**SELECTED EXTRACT**
╭──

BPCIA Turns 10: Nearly 100 Drugs Become Biologics

Regulatory NewsRegulatory News | 23 March 2020 |  By 

The law that opened up the approval pathway for biosimilars, known as the Biologics Price Competition and Innovation Act (BPCIA), turned 10 years old on Monday and nearly 100 drugs officially became biologics under what’s known as the “deemed to be a license” provision of the BPCIA.

As anticipated, the shift for these nearly 100 products will mean insulin and treatments for respiratory distress syndrome, fertility conditions, Cushing’s syndrome, deep vein thrombosis, Gaucher disease and others will be marketed under biologics license applications (BLAs) and see biosimilar competition moving forward.

Last September, FDA listed the products making the transition. And earlier this month, FDA finalized guidance on what this transition means for sponsors of these products. FDA previously released final guidance on the BPCIA provision back in December 2018.

“Today is a milestone for the future of insulin and other important treatments – potentially a new era of proposed biosimilar and interchangeable insulin products. We expect this regulatory transition to enable a vibrant competitive market for transitioning products, ultimately empowering patients by increasing choices and potentially lowering prices of safe, effective, high-quality medications,” FDA’s Center for Drug Evaluation and Research director Janet Woodcock and principal deputy commissioner Amy Abernethy said in a statement.

And while the biosimilar industry once struggled to launch dozens of products, more than 60% of the FDA-approved biosimilars have now launched and really only the biosimilars for Enbrel (etanercept) and Humira (adalimumab) have yet to materialize.

╰──

**SET OF TASKS**
a) Answer these questions from the BPCIA article:
(i) Under what provision of the BPCIA did nearly 100 drugs become biologics?
(ii) When did FDA list the products making the transition?
(iii) Which two products' biosimilars have yet to materialize?
b) Transcribe the part of the BPCIA article starting at "As anticipated, the" and ending at "in December 2018.".
Rely on nothing but the BPCIA article.

**MATERIAL PROVIDED**
╭──

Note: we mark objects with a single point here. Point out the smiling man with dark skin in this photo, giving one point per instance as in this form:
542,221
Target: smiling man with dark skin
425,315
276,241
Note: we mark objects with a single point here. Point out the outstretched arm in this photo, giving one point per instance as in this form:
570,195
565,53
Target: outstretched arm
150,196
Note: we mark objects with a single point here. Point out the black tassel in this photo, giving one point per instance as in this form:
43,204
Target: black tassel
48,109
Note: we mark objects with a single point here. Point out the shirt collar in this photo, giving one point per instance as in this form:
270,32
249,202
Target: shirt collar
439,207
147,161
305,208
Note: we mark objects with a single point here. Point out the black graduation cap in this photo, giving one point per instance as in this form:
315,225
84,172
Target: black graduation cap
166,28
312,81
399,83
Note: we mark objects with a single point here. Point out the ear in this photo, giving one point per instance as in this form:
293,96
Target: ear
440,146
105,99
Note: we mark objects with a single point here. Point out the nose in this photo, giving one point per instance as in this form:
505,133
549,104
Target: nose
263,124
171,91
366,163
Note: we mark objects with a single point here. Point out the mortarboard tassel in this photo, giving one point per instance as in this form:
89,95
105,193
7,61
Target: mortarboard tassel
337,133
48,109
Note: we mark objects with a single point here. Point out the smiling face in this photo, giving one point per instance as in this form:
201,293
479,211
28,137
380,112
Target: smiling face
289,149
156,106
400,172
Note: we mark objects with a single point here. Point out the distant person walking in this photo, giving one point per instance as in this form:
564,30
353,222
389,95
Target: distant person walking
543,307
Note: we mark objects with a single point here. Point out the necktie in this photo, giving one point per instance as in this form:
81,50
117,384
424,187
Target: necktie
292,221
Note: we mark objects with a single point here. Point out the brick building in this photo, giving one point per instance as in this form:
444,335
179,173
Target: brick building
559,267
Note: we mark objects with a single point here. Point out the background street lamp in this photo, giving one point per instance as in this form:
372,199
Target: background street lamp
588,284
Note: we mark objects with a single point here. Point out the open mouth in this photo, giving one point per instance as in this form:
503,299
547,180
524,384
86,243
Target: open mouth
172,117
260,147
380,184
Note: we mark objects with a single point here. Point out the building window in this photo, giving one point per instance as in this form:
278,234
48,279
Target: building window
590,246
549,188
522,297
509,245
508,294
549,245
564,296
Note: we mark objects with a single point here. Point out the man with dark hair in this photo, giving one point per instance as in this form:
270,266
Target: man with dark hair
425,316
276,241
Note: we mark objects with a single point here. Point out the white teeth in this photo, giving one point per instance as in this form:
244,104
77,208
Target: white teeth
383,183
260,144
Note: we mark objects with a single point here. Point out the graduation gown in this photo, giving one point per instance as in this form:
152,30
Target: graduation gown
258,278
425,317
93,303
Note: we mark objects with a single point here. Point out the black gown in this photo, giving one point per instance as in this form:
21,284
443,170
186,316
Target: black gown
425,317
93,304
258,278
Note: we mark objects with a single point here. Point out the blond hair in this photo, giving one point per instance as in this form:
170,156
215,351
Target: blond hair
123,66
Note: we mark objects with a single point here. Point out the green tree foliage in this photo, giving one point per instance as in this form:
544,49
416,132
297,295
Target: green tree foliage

╰──

**OUTPUTS IN ORDER**
a)
(i) The "deemed to be a license" provision
(ii) Last September
(iii) Enbrel (etanercept) and Humira (adalimumab)

b)
As anticipated, the shift for these nearly 100 products will mean insulin and treatments for respiratory distress syndrome, fertility conditions, Cushing’s syndrome, deep vein thrombosis, Gaucher disease and others will be marketed under biologics license applications (BLAs) and see biosimilar competition moving forward.

Last September, FDA listed the products making the transition. And earlier this month, FDA finalized guidance on what this transition means for sponsors of these products. FDA previously released final guidance on the BPCIA provision back in December 2018.